[Start RECORDS FOR THE EXERCISE]
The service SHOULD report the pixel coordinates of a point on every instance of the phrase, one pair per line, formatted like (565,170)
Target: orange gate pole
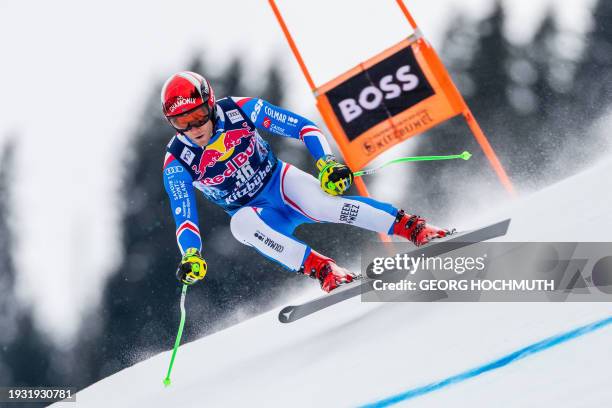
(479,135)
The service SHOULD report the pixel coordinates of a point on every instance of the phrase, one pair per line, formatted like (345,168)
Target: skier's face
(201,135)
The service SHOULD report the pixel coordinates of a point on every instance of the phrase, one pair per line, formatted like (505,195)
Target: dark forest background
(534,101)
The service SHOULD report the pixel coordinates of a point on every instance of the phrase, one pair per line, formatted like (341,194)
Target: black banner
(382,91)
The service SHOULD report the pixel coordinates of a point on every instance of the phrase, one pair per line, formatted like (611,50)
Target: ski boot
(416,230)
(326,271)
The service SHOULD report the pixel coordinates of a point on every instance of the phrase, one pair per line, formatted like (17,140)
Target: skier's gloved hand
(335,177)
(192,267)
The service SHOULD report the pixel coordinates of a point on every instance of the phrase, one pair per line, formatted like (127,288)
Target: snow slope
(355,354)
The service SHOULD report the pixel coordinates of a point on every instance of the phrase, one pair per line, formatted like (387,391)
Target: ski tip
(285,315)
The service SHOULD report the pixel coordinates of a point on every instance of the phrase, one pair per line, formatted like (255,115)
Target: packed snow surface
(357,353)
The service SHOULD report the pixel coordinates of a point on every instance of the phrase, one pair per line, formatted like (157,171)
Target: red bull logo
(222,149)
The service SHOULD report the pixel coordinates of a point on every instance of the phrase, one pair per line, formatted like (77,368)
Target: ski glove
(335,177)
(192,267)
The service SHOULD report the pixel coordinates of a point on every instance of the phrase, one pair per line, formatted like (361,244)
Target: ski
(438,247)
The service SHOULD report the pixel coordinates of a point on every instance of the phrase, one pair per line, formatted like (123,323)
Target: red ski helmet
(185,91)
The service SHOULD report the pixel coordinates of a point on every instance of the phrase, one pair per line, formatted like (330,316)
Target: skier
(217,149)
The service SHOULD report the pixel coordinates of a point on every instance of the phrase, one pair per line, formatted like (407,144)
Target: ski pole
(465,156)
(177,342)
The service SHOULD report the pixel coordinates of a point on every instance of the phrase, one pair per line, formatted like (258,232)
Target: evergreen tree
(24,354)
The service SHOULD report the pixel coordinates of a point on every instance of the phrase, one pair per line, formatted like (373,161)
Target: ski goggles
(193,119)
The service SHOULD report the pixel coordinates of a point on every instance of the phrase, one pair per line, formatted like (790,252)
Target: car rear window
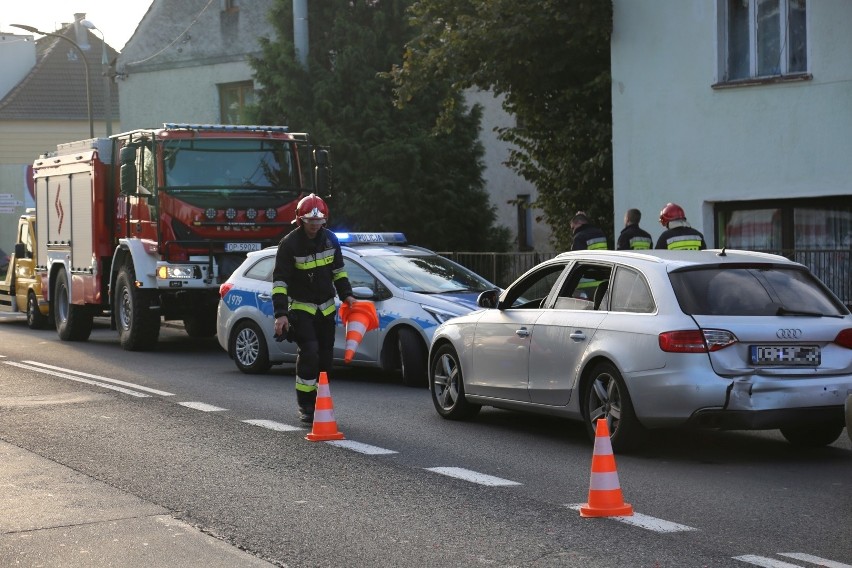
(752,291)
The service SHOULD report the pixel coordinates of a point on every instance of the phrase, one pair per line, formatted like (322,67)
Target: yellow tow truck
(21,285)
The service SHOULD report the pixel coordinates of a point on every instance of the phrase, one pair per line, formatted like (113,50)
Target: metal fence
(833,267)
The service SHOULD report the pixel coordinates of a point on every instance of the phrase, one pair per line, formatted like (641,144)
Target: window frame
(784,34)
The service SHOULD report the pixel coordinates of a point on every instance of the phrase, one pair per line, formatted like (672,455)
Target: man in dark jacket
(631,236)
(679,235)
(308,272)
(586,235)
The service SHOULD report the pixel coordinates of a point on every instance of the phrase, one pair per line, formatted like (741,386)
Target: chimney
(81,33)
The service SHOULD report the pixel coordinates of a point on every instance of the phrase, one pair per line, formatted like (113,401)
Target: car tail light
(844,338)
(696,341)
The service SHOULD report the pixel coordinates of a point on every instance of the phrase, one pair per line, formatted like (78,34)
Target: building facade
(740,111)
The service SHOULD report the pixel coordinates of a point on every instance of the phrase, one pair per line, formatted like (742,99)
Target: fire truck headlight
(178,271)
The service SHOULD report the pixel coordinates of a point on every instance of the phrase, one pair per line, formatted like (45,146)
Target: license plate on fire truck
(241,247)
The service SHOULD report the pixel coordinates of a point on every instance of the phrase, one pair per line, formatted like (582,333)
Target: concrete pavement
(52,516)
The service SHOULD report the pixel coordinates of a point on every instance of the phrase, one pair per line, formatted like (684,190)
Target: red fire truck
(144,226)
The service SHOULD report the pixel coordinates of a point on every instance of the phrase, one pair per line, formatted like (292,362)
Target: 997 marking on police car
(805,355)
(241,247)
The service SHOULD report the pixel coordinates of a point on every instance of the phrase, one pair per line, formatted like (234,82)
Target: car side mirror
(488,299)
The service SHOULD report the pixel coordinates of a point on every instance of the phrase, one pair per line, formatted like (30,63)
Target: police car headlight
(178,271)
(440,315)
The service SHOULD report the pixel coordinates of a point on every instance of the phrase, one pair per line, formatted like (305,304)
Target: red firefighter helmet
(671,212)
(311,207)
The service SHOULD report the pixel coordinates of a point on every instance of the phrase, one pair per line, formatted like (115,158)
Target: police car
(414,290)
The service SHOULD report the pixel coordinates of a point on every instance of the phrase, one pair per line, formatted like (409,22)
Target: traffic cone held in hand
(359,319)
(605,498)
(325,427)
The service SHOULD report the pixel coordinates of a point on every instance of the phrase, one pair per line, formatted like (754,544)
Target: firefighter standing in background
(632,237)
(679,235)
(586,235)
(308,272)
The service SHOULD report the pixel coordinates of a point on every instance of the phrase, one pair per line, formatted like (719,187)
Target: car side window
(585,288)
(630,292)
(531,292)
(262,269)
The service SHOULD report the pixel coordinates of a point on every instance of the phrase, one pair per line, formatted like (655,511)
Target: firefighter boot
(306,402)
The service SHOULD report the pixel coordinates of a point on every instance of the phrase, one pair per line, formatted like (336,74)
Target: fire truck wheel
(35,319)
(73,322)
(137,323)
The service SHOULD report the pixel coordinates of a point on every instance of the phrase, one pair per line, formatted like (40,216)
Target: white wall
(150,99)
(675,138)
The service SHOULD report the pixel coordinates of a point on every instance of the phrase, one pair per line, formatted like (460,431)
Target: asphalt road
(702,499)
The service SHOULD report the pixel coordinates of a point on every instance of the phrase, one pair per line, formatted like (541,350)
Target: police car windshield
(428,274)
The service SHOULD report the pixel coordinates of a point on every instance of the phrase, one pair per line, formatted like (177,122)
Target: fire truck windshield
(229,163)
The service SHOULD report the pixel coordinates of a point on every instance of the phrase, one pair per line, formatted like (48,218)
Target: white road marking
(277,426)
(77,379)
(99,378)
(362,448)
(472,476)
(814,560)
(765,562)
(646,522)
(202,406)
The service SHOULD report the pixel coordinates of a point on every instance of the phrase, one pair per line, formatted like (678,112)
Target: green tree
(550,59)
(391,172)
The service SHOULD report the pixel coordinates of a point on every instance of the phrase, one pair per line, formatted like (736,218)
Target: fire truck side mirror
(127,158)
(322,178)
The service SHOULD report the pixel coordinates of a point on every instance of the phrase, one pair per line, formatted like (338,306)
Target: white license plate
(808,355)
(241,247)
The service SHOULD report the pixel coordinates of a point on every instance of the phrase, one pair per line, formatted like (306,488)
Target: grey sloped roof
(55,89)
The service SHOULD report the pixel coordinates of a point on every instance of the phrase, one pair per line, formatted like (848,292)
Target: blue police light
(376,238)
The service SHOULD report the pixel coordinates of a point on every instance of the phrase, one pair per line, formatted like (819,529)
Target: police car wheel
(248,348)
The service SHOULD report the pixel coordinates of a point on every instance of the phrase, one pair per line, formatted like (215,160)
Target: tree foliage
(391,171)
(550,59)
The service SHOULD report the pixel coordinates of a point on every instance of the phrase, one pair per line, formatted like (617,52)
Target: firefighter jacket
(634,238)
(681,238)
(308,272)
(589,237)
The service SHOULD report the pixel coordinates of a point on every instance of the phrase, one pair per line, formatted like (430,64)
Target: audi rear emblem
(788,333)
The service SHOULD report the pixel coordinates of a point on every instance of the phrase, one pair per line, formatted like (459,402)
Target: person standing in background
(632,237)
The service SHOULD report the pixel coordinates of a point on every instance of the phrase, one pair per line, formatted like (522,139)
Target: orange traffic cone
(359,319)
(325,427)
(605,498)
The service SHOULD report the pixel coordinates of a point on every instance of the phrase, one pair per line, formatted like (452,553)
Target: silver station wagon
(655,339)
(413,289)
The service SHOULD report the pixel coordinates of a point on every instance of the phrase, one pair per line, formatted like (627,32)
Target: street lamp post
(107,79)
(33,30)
[End RECORDS FOR THE EXERCISE]
[Start RECORDS FOR THE EXERCISE]
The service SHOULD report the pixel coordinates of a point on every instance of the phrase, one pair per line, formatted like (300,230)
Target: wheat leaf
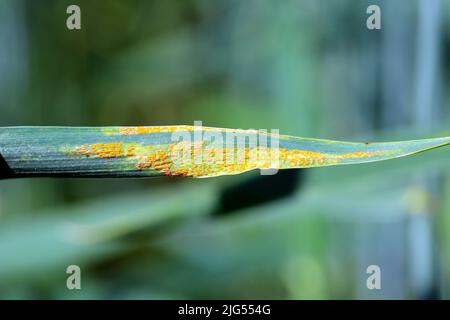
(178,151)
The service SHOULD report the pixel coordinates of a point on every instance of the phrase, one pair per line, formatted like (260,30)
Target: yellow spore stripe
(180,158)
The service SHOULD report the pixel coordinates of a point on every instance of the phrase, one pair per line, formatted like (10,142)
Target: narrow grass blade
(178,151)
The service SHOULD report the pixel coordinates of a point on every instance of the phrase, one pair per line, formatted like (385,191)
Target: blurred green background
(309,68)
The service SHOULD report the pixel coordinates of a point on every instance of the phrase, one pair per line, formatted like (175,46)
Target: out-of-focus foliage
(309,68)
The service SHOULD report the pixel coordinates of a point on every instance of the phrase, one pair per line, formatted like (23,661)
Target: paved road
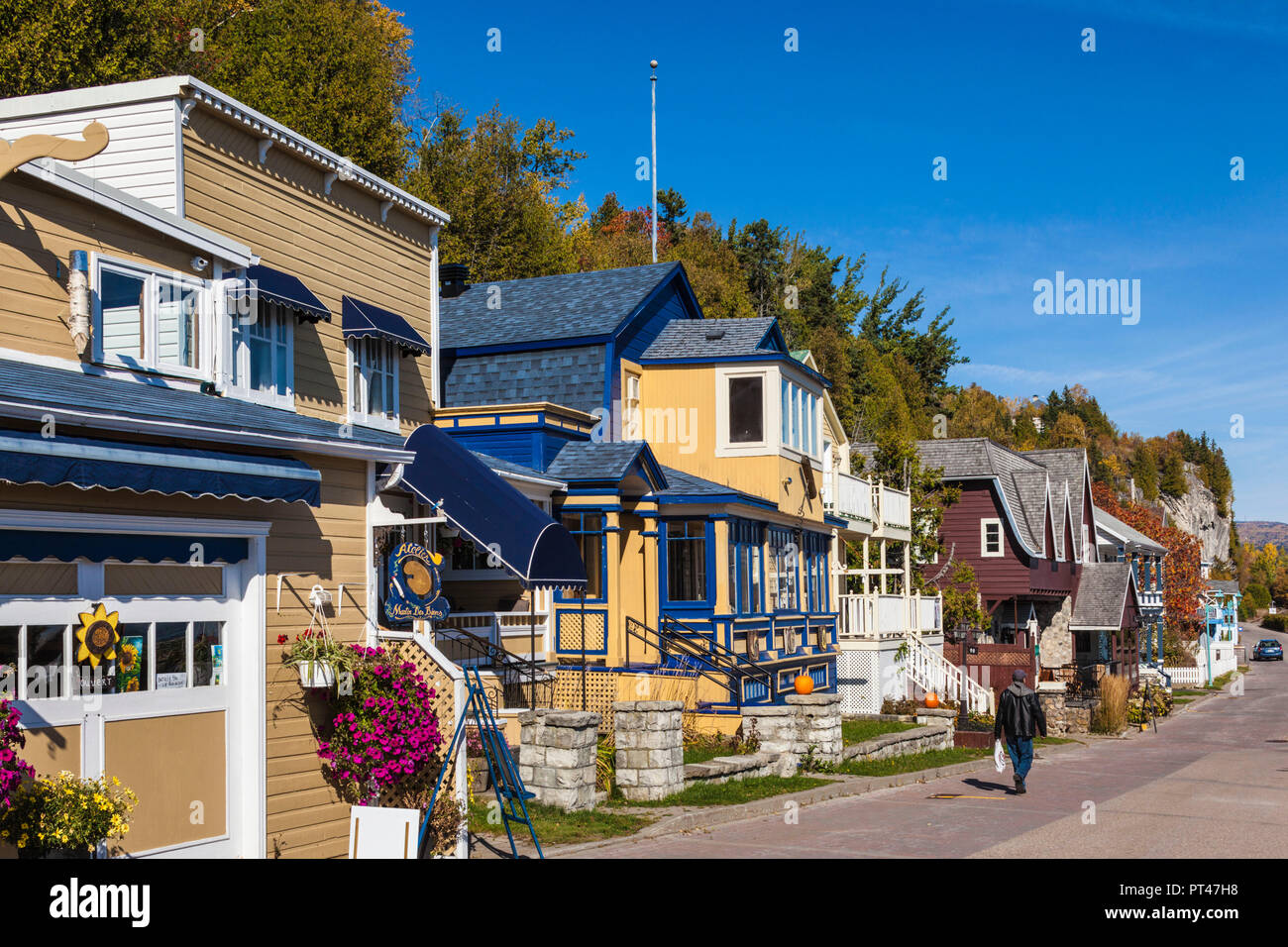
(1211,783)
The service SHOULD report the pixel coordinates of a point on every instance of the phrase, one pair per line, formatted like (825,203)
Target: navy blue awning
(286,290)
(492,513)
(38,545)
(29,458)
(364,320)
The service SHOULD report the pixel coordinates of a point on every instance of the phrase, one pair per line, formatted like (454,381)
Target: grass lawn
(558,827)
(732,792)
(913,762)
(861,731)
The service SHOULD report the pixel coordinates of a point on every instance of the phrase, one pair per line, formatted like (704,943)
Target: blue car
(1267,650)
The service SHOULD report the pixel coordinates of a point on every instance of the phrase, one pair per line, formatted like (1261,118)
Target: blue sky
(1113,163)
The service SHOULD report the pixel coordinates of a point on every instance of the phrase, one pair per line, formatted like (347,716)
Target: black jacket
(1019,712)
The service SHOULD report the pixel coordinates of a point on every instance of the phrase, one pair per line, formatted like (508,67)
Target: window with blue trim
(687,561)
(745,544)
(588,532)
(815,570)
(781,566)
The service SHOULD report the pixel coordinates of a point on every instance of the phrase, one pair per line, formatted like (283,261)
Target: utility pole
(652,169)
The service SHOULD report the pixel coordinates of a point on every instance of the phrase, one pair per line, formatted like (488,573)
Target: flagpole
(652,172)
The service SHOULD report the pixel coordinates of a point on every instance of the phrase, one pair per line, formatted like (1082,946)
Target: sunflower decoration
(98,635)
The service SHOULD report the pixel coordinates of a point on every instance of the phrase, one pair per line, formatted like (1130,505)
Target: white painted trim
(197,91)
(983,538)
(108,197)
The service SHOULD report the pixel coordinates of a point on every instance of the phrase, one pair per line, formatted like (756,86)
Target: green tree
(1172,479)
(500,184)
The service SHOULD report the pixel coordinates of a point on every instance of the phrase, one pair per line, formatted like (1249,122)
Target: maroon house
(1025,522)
[End RECORDS FOR THE EXERCISE]
CHALLENGE: From the items above, return every line that contains the string "license". Case counts, so only exact matches qualify.

EXPECTED OUTPUT:
Target: license plate on fire truck
Target: white license plate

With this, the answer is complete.